(Items from a data source)
###
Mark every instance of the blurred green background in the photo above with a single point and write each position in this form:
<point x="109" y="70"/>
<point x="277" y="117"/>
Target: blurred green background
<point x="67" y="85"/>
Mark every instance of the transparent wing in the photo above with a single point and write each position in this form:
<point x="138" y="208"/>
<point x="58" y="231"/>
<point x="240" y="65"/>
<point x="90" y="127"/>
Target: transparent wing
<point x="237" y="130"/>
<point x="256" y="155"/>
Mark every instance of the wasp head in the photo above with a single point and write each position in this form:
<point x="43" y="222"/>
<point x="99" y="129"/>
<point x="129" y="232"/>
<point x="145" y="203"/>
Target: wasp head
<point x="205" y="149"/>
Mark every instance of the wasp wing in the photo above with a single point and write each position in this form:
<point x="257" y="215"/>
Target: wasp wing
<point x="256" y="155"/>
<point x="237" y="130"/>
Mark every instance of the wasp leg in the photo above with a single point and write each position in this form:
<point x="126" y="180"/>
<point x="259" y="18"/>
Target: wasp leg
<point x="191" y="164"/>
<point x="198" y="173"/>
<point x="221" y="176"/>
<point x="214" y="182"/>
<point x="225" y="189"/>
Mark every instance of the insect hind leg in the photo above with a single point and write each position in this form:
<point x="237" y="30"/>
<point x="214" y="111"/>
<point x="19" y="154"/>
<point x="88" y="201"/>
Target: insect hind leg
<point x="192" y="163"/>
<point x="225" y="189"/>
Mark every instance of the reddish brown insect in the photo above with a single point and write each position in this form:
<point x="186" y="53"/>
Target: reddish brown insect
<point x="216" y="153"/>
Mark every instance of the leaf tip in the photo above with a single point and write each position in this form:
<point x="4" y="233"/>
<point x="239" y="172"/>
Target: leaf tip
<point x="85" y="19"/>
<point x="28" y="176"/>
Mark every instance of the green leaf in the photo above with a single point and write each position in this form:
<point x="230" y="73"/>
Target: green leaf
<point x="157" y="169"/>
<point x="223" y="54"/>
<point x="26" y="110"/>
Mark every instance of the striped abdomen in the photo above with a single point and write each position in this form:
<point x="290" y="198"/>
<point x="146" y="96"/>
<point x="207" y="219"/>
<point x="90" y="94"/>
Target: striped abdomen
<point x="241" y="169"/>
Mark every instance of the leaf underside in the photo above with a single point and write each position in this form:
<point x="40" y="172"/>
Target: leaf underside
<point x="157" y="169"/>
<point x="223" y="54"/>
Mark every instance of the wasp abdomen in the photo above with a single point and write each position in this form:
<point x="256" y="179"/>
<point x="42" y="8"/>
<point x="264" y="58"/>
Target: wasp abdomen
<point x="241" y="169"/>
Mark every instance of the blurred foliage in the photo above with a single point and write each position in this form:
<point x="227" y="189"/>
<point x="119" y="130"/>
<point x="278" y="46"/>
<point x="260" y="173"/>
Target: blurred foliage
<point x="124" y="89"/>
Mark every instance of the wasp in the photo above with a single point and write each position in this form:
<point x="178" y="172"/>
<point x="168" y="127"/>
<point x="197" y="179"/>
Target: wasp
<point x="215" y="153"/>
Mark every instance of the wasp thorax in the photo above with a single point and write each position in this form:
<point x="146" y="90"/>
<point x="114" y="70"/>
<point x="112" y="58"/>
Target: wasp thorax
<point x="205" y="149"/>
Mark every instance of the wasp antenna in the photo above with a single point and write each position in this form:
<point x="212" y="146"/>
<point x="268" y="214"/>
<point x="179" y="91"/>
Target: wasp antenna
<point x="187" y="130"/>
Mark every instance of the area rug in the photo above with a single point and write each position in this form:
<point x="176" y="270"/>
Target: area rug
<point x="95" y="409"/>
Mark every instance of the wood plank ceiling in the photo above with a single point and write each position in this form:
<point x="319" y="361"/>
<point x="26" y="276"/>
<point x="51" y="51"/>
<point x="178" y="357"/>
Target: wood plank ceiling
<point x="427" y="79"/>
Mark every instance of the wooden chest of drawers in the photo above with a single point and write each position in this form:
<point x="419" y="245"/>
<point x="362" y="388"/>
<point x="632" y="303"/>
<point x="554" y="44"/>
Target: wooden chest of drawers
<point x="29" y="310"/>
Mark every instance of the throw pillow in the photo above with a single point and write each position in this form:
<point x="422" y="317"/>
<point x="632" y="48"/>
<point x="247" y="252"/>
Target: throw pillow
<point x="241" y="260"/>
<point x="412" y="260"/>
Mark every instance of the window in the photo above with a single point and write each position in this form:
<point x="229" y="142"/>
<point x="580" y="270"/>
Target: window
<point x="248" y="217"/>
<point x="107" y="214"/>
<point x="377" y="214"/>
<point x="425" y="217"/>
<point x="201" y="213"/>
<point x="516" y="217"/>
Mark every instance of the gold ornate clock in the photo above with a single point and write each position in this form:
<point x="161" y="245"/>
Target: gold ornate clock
###
TRY IT ::
Only lines with the word "clock" are needed. Copy them from the preceding records.

SOLUTION ::
Mark every instance of the gold ornate clock in the photo above with a single point and write each position in this form:
Target: gold ornate clock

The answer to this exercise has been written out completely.